EXTRAIT DU DOCUMENT
# # #

Souffrances, amour, désespoir, moquerie, musique et philosophie... La vie, quoi !

R117 Tornade sur la falaise de l'île d'Arz

Publié le 18 Janvier 2013 par Luc in Année de fuite (du 18-5 au 31-12-12)

La nuit est claire en ce mois d’août à l’île d’Arz, et le vent qui rafraîchit l’atmosphère vient lui-même à fraîchir sensiblement, force quatre ou cinq peut-être. Sur la plage de la Falaise, la mer forcit à son tour et de petits rouleaux se forment peu à peu, attirant une nuée de jeunes gens sortis pour l’occasion de leurs tentes et caravanes. Ils bondissent par-dessus le muret de granit, haut d’une cinquantaine de centimètres côté chemin surélevé et de deux mètres côté plage. Ils atterrissent souplement sur le sable jaune et s’assoient en devisant pour regarder les vagues.

 

Celles-ci, au fur et à mesure des minutes, deviennent de plus en plus grosses, puis impressionnantes. Les jeunes gens se lèvent et se dirigent vers la mer bruyante, semblent se laisser un instant rattraper par les rouleaux avant de fuir vivement en riant. Le jeu continue durant quelques vagues, alors que le vent se met à souffler de plus en plus fort. Une vague franchit toute la plage et vient s’écraser contre le muret de granit. Même quelque peu à bout de souffle en arrivant sur la pierre, le phénomène est rarissime, car je connais bien le coin depuis une quarantaine d’années. Je m’alarme tout en me rapprochant du muret, dans les rires de moins en moins nombreux des jeunes gens.

 

Je ne fais plus qu’entendre la mer ; je la vois maintenant, éclairée par la lune vivante et piquée des rais d’étoiles infiniment nombreuses, l’écume bouillonnante prenant le relais de la noire et calme étendue. Puis au loin, derrière Drennec Vras, la vague. Elle traverse la baie de la Falaise, engloutit la plage dans son ensemble et passe deux ou trois mètres au dessus du muret protecteur, qui s’il réussit à casser la base de la vague, ne parvient pas à contenir sa chute furieuse sur le chemin goudronné, dans un fracas de cymbales et de timbales. Les rires ont tout à fait cessé.

# # #

COURT EXERCICE
Veuillez recopier mot pour mot le passage du récit de la tornade à l'île d'Arz qui va de « La nuit est » jusqu'à « regarder les vagues. » inclus.

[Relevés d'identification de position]
# # #

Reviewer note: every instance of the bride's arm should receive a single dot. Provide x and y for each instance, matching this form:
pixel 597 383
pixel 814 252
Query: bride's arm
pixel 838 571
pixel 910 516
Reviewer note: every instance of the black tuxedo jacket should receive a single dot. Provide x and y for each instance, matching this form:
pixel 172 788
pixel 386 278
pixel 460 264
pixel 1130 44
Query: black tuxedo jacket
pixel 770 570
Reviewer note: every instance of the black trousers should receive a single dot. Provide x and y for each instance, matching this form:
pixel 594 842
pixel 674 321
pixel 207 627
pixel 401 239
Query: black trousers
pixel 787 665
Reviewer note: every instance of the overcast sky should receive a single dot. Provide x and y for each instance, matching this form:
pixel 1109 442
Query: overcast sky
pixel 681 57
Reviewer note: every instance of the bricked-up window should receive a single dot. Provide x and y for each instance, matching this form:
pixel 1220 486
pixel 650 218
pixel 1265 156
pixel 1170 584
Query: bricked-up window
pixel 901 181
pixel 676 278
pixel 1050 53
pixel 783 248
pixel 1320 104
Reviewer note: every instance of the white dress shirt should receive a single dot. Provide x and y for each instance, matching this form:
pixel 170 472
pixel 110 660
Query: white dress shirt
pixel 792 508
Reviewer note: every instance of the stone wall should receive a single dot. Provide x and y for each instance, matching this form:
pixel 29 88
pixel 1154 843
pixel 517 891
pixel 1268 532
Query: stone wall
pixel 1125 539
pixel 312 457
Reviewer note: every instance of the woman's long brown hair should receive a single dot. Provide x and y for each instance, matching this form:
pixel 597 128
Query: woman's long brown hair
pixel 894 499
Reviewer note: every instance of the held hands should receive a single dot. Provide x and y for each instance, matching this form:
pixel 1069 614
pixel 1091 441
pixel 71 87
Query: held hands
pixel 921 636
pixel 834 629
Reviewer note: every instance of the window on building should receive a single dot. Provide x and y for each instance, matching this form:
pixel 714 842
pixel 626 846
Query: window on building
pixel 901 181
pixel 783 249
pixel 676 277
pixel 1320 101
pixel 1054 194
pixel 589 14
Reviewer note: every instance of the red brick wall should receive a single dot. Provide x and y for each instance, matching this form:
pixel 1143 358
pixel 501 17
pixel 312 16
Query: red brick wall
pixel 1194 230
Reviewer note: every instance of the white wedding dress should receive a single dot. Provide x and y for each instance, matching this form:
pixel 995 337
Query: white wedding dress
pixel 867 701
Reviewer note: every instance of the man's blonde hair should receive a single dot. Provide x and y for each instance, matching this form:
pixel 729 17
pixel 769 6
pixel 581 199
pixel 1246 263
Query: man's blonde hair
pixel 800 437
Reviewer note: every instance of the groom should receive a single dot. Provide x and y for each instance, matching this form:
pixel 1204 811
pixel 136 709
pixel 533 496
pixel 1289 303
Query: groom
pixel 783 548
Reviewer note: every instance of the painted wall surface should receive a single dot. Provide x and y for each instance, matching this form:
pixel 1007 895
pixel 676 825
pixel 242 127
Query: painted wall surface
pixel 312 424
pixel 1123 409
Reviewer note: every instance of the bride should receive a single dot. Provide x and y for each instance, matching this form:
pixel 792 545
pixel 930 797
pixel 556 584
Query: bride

# # #

RÉPONSE À LA CONSIGNE
La nuit est claire en ce mois d’août à l’île d’Arz, et le vent qui rafraîchit l’atmosphère vient lui-même à fraîchir sensiblement, force quatre ou cinq peut-être. Sur la plage de la Falaise, la mer forcit à son tour et de petits rouleaux se forment peu à peu, attirant une nuée de jeunes gens sortis pour l’occasion de leurs tentes et caravanes. Ils bondissent par-dessus le muret de granit, haut d’une cinquantaine de centimètres côté chemin surélevé et de deux mètres côté plage. Ils atterrissent souplement sur le sable jaune et s’assoient en devisant pour regarder les vagues.